» **Task prompt**: When a line in the material contains the word "photo", copy it.

Provided data START

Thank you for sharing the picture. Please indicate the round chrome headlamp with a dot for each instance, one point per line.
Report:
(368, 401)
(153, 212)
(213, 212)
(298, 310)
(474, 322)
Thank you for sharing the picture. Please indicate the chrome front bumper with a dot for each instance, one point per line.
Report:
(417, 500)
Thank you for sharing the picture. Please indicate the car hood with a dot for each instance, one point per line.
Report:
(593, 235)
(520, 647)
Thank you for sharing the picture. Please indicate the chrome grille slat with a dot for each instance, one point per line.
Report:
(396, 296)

Provided data END
Provided data START

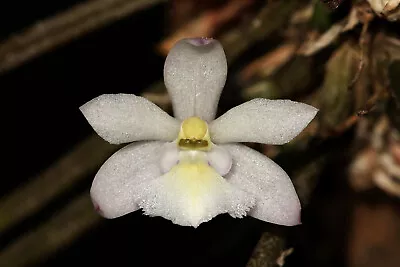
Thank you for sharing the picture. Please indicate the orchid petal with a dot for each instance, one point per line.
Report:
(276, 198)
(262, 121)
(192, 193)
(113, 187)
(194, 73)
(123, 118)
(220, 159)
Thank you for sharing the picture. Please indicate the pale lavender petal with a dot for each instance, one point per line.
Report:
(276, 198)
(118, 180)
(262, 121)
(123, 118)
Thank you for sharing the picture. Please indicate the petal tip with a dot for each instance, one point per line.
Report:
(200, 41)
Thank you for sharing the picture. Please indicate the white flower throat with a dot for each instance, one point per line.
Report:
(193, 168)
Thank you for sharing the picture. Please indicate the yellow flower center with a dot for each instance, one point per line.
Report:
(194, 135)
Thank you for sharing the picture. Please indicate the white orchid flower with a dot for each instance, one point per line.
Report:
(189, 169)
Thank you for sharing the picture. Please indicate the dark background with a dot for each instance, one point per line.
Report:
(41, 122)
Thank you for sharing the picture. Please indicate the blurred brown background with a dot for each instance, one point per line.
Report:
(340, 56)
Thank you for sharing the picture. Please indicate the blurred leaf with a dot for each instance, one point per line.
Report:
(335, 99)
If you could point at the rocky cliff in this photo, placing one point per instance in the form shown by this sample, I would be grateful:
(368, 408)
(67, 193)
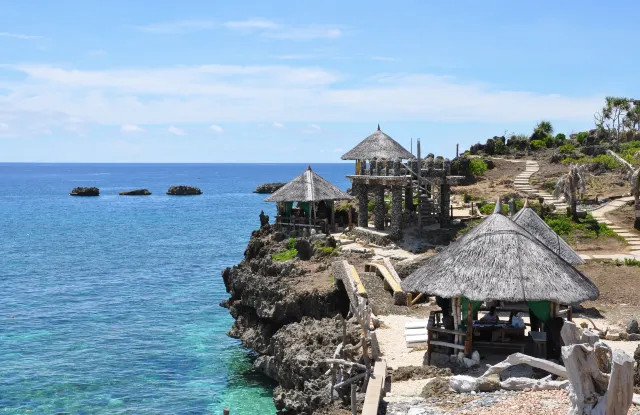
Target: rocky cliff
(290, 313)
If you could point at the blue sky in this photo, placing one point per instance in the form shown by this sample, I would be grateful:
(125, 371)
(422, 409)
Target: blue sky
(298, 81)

Provided data END

» **Task solution**:
If you could point at the rocky cliff in this photo, placing one point per instance in the form shown by this sample, I would be grateful:
If you could point at the blue sky in this photo, placing one point per instance in the form shown by this sample, I would be grateful:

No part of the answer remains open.